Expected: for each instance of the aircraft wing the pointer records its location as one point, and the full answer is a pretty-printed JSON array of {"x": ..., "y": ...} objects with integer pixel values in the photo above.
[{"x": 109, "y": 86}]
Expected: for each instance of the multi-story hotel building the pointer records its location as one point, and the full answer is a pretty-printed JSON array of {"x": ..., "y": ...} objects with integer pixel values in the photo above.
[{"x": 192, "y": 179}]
* * *
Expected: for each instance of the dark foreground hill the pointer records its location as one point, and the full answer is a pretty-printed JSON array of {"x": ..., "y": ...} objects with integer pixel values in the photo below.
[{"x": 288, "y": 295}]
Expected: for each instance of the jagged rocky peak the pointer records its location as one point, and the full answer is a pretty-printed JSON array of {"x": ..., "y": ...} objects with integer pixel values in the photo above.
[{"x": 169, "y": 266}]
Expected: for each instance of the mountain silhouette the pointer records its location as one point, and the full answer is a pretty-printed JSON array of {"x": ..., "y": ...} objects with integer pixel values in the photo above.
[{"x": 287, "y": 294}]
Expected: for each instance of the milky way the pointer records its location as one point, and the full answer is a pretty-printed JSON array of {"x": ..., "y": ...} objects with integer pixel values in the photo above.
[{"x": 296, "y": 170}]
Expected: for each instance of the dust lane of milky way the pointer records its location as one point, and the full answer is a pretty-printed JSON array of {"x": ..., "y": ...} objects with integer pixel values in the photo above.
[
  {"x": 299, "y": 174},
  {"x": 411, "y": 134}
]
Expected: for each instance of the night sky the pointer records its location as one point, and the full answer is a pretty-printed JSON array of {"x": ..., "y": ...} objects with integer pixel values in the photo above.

- Required action:
All lines above between those holding "Expected: for each instance of the mountain" and "Expected: for each instance of the night", inclusive, must be set down unchanged, and no other line may be included.

- Result of the task:
Expected: for each instance of the mountain silhouette the pointer records its location as one point, and the full answer is a pretty-printed JSON array of {"x": ..., "y": ...} objects with integer pixel values in the photo above.
[{"x": 287, "y": 294}]
Expected: for each instance of the milky way the pointer records its location as one point, and the full answer is a pretty-printed JSON array of {"x": ..., "y": ...} objects with integer pixel values in the photo above.
[{"x": 296, "y": 170}]
Expected: for each instance of the dust lane of milky way the pointer records its location as one point, and the full answer is a pretty-printed JSON array of {"x": ..., "y": ...} objects with integer pixel values in the photo above.
[
  {"x": 299, "y": 174},
  {"x": 411, "y": 134}
]
Expected: for each instance of the night sky the pointer records its location as one point, and the full answer is a pretty-printed JSON array of {"x": ..., "y": ...} objects with integer pixel values in the photo above.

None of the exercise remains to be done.